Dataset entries
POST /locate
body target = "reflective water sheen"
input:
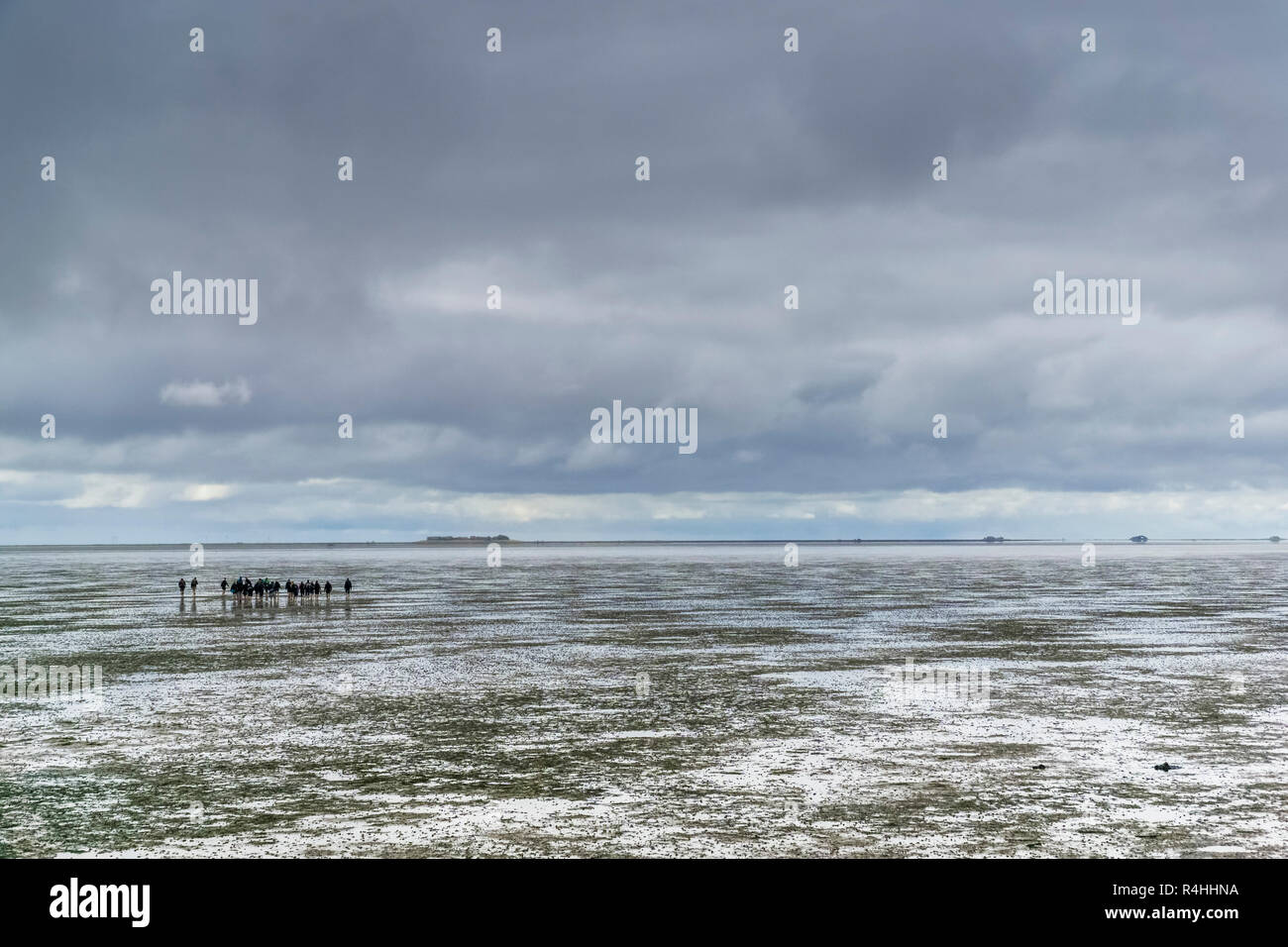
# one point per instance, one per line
(670, 699)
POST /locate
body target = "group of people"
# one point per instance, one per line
(266, 587)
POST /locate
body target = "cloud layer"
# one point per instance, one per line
(516, 170)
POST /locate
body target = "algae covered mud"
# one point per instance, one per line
(653, 701)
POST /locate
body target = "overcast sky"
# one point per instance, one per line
(518, 169)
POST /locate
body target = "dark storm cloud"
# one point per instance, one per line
(768, 169)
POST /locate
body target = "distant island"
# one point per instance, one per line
(498, 538)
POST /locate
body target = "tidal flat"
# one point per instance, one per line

_PROBLEM STATEMENT_
All lines above that include the word "target" should be located and copied.

_WRITTEN SOLUTION_
body target = "reflective water sheen"
body target = "group of people"
body target = "cloud layer"
body target = "algae covered mud"
body target = "overcast sky"
body target = "dark storm cloud"
body target = "distant island"
body target = "tidal flat"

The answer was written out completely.